Stored dataset items:
>>>>
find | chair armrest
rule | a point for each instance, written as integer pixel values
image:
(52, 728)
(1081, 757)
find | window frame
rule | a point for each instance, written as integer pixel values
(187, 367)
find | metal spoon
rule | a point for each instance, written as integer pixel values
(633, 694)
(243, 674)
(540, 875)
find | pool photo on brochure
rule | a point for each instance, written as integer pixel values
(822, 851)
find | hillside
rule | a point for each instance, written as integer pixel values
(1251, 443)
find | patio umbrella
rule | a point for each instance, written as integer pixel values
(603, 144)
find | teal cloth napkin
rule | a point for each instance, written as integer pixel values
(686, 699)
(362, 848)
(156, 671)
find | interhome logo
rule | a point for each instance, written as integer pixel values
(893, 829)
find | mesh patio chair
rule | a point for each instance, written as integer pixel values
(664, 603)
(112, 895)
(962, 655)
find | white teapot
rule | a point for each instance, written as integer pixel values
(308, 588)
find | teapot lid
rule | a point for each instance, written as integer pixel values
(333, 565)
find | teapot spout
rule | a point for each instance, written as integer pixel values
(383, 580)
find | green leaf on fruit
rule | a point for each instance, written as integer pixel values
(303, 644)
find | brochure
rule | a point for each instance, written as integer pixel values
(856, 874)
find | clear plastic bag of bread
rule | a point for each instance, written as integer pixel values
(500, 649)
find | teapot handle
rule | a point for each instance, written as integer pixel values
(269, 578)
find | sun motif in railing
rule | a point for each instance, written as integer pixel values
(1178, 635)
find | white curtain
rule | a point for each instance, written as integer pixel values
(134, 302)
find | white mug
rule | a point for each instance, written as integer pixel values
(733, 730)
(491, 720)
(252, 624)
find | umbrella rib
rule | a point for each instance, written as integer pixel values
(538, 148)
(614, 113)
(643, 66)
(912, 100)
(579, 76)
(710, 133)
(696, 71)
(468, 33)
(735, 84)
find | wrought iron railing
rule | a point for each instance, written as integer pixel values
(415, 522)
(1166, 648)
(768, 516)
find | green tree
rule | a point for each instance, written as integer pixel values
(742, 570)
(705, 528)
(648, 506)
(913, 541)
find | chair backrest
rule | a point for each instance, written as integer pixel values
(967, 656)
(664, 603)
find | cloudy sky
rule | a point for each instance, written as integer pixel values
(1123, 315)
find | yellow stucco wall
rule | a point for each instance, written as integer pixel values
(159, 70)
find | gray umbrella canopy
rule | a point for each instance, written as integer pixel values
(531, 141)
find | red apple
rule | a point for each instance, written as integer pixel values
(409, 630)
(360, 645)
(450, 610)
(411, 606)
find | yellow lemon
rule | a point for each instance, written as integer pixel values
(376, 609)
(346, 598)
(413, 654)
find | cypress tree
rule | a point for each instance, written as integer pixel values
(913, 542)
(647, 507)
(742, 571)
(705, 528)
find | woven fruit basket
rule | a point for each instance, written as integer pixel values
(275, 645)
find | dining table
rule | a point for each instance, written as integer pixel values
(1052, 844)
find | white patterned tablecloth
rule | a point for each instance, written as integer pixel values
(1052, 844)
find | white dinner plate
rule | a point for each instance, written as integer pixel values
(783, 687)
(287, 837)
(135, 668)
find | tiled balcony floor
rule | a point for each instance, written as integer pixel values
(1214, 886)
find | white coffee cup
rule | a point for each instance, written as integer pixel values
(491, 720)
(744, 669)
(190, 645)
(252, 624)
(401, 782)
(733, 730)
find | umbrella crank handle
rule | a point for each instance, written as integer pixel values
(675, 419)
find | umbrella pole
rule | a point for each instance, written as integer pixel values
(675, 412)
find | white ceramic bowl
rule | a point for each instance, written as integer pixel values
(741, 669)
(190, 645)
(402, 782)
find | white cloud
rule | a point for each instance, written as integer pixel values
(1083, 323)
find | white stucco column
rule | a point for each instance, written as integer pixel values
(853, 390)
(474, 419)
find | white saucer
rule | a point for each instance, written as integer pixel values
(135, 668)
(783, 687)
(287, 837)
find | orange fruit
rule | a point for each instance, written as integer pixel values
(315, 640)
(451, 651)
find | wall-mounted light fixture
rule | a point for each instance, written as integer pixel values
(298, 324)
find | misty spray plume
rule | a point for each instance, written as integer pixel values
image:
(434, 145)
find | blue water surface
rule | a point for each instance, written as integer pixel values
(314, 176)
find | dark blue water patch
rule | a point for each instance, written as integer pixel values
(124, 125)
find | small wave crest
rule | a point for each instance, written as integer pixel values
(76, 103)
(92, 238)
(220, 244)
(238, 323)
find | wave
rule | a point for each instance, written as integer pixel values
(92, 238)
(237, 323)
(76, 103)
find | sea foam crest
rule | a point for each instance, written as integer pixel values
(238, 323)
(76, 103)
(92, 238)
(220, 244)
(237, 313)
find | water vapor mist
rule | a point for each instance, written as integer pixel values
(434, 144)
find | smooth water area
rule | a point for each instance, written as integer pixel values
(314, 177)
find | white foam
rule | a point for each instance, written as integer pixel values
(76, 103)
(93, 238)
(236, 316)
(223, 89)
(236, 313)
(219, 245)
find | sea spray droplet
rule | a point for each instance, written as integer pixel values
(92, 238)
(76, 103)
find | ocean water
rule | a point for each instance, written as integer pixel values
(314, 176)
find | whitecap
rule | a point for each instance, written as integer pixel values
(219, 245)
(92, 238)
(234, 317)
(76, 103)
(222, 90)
<<<<
→ Work required
Only the lines with "yellow" are needed; find them in the records and copy each one.

→ Task answer
find | yellow stucco wall
find | yellow lemon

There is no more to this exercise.